Extracted data entries:
################

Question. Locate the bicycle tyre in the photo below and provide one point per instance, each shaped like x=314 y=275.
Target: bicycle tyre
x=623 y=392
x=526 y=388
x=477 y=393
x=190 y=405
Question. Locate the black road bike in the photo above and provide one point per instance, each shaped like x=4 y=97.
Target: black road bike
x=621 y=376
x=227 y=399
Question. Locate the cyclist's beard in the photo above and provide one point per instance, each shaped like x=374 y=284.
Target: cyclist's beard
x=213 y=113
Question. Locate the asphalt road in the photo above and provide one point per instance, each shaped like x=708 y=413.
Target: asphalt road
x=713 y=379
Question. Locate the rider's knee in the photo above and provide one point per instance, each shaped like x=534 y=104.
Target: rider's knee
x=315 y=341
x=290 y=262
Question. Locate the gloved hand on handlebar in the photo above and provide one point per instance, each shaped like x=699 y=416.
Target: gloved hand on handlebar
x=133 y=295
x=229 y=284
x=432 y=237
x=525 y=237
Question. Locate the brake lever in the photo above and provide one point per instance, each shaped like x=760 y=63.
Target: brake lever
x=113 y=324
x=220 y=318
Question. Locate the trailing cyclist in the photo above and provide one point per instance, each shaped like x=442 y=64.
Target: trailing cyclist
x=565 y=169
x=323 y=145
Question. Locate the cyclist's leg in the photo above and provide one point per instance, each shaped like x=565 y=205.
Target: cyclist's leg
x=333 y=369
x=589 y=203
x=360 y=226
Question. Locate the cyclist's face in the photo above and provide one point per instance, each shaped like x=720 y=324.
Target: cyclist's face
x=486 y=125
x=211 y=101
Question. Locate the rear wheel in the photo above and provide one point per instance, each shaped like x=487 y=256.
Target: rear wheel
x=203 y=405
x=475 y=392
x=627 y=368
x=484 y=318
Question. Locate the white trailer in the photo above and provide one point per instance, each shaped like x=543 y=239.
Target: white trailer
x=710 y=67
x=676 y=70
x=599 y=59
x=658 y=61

################

- **Action item**
A verbatim reproduction of all the records above is the expected answer.

- **Written response**
Question. Locate the bicycle tyre in the photo below and provide one point per instance, each shaped like x=314 y=275.
Target: bicycle tyre
x=623 y=392
x=526 y=388
x=477 y=393
x=190 y=405
Question. Locate the black road bike in the photo above and provide one point per instance, each shaped like x=4 y=97.
Target: black road bike
x=621 y=376
x=227 y=399
Question. Locate the cyclist's beard in the photo above and provide one point per instance, each shaped like x=374 y=284.
Target: cyclist's beard
x=213 y=113
Question. Locate the asphalt road in the photo above and provide one point per instance, each shaped like x=708 y=413.
Target: asphalt road
x=713 y=379
Question. Locate the rider's knee in the photo above and provide one point per instance, each shaped like x=534 y=104.
Target: rider's knee
x=315 y=341
x=290 y=262
Question. Locate the gloved hand on handlebar in the photo above and provide one point per instance, each shaped like x=699 y=416.
Target: gloved hand on handlebar
x=133 y=295
x=229 y=284
x=432 y=237
x=525 y=237
Question. Locate the brake lever in the photo above and provide one point per instance, each shaped like x=760 y=63.
Target: brake lever
x=113 y=324
x=220 y=318
Question. Locate the trailing cyclist in the photo above and provide one point per instance, each shaped like x=442 y=64.
Target: trailing cyclist
x=565 y=169
x=323 y=145
Question. Locate the cyclist's leg in the photo above and provide one point per instance, each shaped like x=565 y=205.
Target: cyclist's leg
x=333 y=369
x=589 y=203
x=360 y=226
Question. Locate the cyclist's face in the photo above and provide one point per instance, each shaped like x=720 y=324.
Target: cyclist's face
x=486 y=125
x=211 y=101
Question. Locate the rear wheel in the photo above and provide one point per instance, each shaped like x=487 y=256.
Target: rear wheel
x=203 y=405
x=475 y=392
x=627 y=368
x=484 y=318
Question. Locate the white trailer in the photo above and provide one point per instance, each shaped like x=543 y=239.
Target: white trailer
x=710 y=67
x=676 y=70
x=599 y=59
x=658 y=61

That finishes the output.